■ What you need to do ■
Copy out each line of the records that contains the string "door". Case matters.

* Begin Available data *

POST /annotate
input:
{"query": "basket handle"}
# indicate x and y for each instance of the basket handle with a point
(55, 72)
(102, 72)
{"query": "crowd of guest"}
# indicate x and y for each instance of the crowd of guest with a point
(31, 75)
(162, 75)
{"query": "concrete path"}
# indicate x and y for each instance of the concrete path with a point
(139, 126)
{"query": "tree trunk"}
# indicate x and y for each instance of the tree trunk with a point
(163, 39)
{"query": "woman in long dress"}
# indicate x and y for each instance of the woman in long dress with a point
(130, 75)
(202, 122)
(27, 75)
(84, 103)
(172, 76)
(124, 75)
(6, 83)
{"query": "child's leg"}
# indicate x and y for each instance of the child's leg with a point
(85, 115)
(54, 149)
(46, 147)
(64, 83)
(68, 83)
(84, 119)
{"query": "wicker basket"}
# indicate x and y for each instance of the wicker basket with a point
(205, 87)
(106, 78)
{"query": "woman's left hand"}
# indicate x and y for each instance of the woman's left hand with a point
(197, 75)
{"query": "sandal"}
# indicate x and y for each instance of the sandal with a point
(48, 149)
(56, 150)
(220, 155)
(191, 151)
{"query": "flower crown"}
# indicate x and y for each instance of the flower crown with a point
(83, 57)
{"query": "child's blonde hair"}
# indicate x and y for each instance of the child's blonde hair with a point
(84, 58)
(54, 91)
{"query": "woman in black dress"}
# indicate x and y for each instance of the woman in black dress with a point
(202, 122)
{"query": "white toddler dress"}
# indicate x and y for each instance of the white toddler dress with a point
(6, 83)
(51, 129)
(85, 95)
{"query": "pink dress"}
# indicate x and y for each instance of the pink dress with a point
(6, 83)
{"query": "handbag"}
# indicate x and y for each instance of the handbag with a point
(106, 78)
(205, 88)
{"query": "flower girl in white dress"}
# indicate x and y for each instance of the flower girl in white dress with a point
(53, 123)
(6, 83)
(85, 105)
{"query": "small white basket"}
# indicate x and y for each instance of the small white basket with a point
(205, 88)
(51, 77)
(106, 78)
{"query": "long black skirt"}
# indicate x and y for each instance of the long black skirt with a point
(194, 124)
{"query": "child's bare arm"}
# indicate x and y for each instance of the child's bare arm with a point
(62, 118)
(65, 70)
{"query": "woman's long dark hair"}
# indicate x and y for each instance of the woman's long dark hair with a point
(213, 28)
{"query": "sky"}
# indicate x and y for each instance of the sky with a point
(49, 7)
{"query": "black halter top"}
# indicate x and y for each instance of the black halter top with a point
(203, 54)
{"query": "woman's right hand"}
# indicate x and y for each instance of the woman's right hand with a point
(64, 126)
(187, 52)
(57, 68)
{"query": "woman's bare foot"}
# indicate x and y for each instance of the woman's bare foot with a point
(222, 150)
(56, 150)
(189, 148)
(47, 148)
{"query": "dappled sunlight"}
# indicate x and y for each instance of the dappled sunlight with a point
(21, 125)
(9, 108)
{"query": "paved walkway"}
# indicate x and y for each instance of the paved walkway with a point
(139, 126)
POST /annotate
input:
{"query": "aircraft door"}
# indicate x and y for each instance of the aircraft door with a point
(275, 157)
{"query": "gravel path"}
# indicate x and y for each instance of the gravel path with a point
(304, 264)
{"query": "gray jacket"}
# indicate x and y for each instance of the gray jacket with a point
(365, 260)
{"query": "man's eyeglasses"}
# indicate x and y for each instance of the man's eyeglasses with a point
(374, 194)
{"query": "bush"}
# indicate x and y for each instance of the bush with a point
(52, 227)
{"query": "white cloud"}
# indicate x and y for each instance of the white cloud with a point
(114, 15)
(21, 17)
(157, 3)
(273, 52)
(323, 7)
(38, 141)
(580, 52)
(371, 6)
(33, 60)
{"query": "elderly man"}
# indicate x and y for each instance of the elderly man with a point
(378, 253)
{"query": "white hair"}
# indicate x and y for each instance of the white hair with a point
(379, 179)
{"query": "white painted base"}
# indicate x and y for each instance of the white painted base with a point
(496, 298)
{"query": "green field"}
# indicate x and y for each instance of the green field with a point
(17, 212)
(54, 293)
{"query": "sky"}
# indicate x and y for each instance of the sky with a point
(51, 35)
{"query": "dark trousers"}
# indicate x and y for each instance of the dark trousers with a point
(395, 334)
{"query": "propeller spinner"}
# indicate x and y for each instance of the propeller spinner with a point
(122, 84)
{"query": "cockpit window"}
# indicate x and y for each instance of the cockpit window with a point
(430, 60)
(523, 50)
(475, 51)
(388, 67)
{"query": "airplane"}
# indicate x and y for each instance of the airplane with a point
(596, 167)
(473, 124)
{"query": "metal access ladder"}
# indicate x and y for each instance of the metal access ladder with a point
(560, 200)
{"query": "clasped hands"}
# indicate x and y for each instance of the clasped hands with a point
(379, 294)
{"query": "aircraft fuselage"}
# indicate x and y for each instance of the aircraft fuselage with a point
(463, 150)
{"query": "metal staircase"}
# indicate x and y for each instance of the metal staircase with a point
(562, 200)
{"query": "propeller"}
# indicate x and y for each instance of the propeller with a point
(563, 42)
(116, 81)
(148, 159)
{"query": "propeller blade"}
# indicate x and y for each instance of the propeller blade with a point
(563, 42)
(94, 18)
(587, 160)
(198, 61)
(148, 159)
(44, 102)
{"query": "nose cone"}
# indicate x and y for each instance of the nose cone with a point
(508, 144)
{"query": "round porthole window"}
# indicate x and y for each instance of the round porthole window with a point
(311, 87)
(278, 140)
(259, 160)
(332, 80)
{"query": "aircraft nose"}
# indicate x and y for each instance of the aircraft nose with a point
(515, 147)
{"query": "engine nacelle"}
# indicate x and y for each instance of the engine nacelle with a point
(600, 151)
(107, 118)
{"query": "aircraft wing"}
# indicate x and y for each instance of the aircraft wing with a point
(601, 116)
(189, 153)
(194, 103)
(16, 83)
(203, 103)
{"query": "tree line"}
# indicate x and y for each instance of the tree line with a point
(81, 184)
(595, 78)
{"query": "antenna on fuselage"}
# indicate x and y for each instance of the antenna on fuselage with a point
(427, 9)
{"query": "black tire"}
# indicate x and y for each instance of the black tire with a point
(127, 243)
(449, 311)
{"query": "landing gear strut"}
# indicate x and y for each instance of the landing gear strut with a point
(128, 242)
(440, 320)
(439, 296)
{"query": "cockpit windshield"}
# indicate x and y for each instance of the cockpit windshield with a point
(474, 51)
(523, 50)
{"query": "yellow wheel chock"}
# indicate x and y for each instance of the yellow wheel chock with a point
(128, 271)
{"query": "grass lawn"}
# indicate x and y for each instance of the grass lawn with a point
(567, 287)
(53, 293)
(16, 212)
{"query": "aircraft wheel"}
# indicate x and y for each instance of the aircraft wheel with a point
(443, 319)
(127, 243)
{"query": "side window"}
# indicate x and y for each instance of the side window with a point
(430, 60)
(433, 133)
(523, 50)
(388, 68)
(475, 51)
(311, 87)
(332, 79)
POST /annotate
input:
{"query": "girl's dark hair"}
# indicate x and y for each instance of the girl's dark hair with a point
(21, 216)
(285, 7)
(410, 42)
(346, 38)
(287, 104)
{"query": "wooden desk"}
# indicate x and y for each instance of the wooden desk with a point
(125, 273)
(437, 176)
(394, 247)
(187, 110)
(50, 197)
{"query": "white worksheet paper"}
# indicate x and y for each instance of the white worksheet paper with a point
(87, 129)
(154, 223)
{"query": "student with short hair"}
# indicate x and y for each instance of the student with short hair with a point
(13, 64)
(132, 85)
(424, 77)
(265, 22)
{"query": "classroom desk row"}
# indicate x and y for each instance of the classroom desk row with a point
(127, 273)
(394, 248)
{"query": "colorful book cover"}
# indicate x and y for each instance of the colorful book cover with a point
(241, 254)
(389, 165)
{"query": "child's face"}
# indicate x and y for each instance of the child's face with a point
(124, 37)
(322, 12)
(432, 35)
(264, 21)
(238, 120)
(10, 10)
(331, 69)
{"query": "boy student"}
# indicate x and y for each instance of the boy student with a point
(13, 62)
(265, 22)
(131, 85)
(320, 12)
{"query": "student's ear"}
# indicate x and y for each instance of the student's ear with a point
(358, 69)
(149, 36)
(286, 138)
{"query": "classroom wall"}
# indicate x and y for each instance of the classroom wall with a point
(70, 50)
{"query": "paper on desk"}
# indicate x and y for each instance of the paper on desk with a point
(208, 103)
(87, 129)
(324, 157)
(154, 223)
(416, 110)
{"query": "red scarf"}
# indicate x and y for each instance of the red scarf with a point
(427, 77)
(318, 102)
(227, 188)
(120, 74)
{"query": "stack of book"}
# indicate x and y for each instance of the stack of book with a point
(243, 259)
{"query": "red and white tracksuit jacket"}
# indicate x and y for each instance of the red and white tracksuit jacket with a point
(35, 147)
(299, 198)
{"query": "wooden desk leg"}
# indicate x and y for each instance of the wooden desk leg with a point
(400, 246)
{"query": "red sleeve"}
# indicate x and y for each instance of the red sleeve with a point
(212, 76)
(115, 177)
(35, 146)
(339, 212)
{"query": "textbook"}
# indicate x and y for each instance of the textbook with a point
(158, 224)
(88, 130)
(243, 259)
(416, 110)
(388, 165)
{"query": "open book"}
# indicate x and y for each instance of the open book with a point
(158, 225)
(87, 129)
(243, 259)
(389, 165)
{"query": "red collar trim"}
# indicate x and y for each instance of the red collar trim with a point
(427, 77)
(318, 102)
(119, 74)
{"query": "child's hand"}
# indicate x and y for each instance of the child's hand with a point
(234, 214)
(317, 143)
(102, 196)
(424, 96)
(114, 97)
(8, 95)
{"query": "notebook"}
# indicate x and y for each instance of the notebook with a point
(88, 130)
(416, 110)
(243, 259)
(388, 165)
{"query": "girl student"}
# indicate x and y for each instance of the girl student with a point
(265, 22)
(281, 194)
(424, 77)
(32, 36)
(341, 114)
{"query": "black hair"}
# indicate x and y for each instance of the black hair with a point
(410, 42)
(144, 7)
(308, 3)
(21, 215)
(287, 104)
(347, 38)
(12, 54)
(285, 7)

* End Available data *

■ Result ■
{"query": "aircraft door"}
# indicate x and y for each instance of the aircraft door with a point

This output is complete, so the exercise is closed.